▸ **PAGE EXTRACT**:
::::::::

Limitation of the effects of the annulment
32
The Council has asked the Court to limit the effects of a possible annulment of the decisions and the Parliament has not opposed
this request.
33
In this connection, the Court observes that if Decisions 93/323 and 93/324 were simply annulled, this would be liable adversely
to affect the exercise of the rights arising under them.
34
Account must also be taken of the fact that the Agreement expired on 30 May 1995.
35
In those circumstances, there are important reasons of legal certainty, comparable to those which arise where certain regulations
are annulled, which warrant the Court's exercising the power conferred upon it by Article 174(2) of the EEC Treaty where a
regulation is annulled and indicating the effects of the decisions which must be conserved.
36
In the specific circumstances of this case, all the effects of the annulled decisions should be conserved.
Costs
37
Under Article 69(2) of the Rules of Procedure, the unsuccessful party is to be ordered to pay the costs. Since the Council
has been unsuccessful, it must be ordered to pay the costs. In accordance with the first subparagraph of Article 69(4) of
those Rules, the Commission and the United Kingdom, which intervened in the proceedings, must be ordered to bear their own
costs.

::::::::

▸ **DATA EXCERPT**:
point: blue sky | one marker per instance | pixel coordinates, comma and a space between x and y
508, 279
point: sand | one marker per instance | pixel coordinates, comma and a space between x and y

::::::::

▸ **EXERCISE DETAILS**: Name every institution or state mentioned in the judgment extract.

▸ **RESULT OF THE EXERCISE**: The Council, the Parliament, the Court, the Commission, and the United Kingdom.